### Problem
Copy each of the following lines verbatim, leaving nothing out.

________________________________________

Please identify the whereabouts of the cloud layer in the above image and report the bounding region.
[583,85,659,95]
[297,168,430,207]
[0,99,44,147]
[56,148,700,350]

________________________________________

### Solution below
Please identify the whereabouts of the cloud layer in the above image and report the bounding region.
[583,85,659,95]
[297,168,430,207]
[0,99,44,147]
[56,148,700,350]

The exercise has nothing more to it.